→ **ROWS**
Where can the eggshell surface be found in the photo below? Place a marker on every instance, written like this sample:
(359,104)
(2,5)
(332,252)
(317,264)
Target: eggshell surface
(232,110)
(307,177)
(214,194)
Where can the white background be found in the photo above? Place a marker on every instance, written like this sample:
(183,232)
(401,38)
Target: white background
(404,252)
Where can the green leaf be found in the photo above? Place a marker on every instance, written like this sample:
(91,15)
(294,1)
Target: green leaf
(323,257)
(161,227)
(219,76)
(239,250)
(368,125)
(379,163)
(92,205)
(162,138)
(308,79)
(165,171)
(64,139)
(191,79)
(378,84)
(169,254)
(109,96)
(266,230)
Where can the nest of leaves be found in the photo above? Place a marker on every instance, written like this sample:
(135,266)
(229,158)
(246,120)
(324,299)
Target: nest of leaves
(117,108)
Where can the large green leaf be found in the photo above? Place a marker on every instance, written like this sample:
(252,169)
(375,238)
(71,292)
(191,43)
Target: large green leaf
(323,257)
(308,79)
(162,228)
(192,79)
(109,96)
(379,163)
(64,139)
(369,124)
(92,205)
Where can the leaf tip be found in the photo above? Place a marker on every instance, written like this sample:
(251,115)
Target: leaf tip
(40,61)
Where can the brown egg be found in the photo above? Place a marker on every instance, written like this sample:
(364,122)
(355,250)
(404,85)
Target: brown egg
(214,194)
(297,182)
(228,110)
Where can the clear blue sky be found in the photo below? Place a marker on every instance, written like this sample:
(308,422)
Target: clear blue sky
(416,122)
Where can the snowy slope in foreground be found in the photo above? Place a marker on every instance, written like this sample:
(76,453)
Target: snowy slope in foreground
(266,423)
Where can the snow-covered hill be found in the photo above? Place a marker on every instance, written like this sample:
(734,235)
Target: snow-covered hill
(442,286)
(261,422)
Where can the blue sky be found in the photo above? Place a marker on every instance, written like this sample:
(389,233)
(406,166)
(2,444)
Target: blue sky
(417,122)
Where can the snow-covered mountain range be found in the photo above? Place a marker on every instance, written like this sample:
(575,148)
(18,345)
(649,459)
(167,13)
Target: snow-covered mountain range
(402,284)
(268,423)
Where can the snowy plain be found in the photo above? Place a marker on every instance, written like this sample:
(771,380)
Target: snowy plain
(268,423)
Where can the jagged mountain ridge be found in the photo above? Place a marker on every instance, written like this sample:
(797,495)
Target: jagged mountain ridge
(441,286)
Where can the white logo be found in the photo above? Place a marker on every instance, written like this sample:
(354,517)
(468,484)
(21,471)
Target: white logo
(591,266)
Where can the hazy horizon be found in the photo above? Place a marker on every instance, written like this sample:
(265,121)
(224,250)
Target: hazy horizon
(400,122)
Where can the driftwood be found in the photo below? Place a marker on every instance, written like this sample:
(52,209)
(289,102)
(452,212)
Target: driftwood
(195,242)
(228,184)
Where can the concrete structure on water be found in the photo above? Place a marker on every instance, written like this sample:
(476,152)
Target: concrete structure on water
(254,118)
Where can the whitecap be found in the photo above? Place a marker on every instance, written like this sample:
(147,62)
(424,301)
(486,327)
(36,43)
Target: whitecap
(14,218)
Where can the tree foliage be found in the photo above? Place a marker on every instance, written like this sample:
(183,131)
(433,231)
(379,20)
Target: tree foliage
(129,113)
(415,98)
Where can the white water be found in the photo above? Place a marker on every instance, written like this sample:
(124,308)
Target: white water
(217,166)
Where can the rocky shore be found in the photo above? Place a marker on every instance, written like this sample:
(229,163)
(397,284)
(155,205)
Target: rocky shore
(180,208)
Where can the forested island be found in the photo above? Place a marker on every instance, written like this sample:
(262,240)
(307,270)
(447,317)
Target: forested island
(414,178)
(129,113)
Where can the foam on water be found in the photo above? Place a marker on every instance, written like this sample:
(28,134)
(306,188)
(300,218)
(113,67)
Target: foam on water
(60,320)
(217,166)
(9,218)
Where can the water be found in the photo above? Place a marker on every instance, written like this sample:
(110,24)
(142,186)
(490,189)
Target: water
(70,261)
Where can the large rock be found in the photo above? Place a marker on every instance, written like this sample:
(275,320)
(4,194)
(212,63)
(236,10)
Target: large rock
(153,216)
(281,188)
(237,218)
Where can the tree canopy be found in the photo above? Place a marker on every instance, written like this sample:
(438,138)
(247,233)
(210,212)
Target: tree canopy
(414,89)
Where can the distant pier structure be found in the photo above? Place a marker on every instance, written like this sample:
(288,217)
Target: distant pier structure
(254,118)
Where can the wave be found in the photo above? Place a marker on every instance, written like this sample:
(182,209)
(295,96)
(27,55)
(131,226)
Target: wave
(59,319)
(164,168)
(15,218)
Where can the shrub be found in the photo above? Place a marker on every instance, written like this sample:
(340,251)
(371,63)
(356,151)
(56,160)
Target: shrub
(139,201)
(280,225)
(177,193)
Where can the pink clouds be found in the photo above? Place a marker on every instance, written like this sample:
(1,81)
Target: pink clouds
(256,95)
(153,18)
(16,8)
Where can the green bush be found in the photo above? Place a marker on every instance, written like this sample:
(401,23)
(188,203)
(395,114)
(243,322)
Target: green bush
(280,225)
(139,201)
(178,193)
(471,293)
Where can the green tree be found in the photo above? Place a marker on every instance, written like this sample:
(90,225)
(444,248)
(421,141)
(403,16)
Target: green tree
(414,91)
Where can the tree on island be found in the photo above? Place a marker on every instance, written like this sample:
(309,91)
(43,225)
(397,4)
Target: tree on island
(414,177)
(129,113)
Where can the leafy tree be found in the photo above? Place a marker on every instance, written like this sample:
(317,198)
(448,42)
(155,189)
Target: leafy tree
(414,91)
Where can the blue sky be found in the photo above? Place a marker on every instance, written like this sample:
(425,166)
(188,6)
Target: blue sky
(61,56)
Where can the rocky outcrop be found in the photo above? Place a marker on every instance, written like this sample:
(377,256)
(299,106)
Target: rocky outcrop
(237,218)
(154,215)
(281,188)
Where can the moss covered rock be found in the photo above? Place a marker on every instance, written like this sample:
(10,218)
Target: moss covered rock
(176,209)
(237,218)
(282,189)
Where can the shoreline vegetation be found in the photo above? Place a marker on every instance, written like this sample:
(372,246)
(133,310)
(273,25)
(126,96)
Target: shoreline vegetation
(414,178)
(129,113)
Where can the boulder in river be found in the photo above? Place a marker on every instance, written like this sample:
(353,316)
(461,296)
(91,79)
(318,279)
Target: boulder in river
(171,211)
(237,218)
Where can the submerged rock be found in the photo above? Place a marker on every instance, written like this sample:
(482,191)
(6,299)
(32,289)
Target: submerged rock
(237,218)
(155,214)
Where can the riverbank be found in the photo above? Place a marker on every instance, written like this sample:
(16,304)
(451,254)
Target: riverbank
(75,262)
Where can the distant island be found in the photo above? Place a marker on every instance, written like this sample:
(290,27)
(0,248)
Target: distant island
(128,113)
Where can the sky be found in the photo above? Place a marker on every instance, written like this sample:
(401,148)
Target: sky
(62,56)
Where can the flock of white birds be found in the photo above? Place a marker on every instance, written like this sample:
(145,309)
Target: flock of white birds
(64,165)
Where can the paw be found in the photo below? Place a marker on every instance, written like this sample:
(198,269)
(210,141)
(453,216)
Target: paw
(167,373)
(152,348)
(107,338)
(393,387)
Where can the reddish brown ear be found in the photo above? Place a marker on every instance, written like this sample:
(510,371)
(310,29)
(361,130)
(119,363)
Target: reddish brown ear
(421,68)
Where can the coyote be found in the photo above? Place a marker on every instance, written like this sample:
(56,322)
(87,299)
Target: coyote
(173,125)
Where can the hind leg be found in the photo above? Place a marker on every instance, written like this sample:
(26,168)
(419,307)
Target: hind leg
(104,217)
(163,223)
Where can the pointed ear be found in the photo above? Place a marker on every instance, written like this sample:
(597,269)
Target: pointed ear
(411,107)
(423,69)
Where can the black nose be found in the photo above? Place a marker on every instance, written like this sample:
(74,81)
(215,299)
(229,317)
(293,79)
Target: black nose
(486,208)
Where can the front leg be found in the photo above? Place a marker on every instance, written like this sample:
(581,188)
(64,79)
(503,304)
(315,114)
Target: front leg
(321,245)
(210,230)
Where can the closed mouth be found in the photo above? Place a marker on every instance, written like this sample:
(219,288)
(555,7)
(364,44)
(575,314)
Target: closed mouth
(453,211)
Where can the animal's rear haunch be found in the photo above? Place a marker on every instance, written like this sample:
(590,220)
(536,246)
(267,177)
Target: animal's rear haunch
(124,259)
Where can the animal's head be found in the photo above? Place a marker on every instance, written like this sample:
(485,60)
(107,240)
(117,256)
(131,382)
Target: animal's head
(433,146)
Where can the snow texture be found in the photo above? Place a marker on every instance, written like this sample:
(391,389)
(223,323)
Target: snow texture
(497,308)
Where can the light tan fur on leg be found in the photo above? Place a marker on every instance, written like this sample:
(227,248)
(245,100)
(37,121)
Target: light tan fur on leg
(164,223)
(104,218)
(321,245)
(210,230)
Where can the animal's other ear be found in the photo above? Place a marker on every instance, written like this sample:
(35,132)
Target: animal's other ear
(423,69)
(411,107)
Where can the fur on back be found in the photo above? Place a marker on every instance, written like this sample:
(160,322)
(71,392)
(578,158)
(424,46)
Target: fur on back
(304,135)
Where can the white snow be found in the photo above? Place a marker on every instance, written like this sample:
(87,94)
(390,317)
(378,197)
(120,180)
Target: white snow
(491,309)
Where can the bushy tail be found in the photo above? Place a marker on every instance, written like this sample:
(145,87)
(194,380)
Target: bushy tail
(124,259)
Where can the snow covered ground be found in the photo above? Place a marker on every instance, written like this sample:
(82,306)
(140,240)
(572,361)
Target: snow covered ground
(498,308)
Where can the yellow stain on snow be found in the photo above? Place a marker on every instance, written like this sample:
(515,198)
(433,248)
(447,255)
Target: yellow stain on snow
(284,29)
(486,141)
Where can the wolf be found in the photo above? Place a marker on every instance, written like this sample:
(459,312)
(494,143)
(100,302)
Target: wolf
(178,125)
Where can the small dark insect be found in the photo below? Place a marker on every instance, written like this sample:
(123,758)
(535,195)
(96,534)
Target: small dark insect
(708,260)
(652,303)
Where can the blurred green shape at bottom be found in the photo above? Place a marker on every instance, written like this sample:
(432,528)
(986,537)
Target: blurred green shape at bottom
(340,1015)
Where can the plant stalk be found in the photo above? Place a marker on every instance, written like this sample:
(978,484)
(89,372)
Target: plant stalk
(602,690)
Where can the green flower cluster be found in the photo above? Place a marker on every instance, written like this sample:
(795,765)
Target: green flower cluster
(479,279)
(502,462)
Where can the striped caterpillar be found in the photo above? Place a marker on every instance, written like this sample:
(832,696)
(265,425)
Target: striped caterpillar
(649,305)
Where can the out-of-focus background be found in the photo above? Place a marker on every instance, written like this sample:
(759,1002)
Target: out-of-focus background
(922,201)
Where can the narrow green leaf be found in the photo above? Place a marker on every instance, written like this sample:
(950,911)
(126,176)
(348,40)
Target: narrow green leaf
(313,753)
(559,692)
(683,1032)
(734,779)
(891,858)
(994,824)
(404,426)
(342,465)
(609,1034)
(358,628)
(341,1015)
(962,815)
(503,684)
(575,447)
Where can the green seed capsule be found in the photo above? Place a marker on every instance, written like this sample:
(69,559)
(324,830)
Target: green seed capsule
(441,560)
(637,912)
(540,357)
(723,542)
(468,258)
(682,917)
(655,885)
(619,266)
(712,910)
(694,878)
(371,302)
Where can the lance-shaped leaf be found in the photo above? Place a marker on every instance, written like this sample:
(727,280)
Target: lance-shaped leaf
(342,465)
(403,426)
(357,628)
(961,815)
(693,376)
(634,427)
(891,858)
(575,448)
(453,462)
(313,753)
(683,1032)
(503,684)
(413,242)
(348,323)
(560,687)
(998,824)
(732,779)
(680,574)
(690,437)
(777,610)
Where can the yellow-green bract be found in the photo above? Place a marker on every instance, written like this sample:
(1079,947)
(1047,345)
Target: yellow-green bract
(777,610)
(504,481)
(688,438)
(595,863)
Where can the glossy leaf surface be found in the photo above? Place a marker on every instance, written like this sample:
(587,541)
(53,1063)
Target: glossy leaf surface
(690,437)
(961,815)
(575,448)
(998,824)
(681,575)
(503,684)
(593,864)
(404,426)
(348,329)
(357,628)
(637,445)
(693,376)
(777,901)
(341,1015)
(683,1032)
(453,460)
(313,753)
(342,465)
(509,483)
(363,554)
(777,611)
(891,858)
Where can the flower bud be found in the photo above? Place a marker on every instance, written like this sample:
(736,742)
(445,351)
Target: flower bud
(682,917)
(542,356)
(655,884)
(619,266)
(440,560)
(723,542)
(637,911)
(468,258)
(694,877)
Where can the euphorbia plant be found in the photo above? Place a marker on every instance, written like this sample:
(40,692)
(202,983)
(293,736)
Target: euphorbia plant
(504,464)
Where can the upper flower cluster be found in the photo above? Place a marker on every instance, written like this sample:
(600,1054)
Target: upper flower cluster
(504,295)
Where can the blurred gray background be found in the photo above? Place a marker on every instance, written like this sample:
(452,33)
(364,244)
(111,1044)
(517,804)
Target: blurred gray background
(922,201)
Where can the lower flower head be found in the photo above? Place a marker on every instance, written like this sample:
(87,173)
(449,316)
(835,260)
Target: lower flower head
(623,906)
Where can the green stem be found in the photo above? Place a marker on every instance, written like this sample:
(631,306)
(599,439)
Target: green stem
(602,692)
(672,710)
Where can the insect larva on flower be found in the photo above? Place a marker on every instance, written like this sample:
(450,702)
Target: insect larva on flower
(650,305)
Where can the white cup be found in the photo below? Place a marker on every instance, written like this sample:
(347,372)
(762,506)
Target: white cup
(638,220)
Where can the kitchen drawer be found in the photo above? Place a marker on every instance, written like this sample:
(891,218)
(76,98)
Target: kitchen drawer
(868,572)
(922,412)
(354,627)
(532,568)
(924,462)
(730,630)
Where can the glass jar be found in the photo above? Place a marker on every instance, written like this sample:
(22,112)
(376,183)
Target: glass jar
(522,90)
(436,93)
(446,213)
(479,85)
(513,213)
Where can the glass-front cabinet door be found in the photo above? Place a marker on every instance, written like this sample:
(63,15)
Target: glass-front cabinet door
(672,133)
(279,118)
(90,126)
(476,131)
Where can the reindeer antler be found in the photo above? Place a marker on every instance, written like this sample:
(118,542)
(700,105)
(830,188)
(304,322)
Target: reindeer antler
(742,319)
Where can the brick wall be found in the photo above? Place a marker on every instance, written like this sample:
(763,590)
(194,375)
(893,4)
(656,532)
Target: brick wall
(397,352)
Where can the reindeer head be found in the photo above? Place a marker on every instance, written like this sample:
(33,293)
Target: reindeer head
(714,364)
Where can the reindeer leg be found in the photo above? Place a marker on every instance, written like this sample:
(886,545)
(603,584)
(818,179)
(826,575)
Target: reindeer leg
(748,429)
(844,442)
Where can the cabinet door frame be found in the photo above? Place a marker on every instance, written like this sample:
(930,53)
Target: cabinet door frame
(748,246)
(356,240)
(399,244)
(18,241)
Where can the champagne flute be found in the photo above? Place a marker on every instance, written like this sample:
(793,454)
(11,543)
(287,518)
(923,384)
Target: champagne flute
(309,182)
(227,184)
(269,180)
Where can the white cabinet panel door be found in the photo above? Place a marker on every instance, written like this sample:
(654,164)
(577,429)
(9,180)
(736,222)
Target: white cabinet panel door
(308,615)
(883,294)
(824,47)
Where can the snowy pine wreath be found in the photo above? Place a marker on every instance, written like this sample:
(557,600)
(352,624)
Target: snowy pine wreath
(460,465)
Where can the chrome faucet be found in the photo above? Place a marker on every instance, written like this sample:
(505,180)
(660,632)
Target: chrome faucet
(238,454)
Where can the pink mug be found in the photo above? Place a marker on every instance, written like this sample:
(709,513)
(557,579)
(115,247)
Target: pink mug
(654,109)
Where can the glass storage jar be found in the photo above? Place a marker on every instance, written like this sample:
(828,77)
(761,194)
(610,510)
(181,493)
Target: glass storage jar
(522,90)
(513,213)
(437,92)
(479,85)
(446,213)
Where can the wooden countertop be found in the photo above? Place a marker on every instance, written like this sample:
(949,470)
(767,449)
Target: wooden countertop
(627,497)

→ **EXERCISE REQUIREMENTS**
Copy exactly the lines of the listing above, beginning at the line with "Where can the snowy pine" and ending at its final line; write out nothing else.

→ **WRITTEN RESPONSE**
Where can the snowy pine wreath be found in the photo above? Place a marker on every instance, written like this sample:
(557,600)
(352,624)
Target: snowy pine wreath
(460,465)
Where can the chrome faucet be found in the photo above? Place a marker on every instance, written like this sample:
(505,180)
(660,632)
Target: chrome faucet
(238,454)
Where can the pink mug be found in the photo above? Place a marker on every instance, written like this sample:
(709,513)
(557,579)
(115,247)
Target: pink mug
(654,109)
Where can the glass storage jar be found in the photo above? Place a marker on every instance, written like this sample:
(828,77)
(761,194)
(610,510)
(181,493)
Target: glass storage jar
(522,90)
(513,213)
(437,92)
(479,85)
(446,213)
Where can the wooden countertop be found in the photo above? Place a marker on every instance, written like this sample:
(949,470)
(767,449)
Target: wooden countertop
(627,497)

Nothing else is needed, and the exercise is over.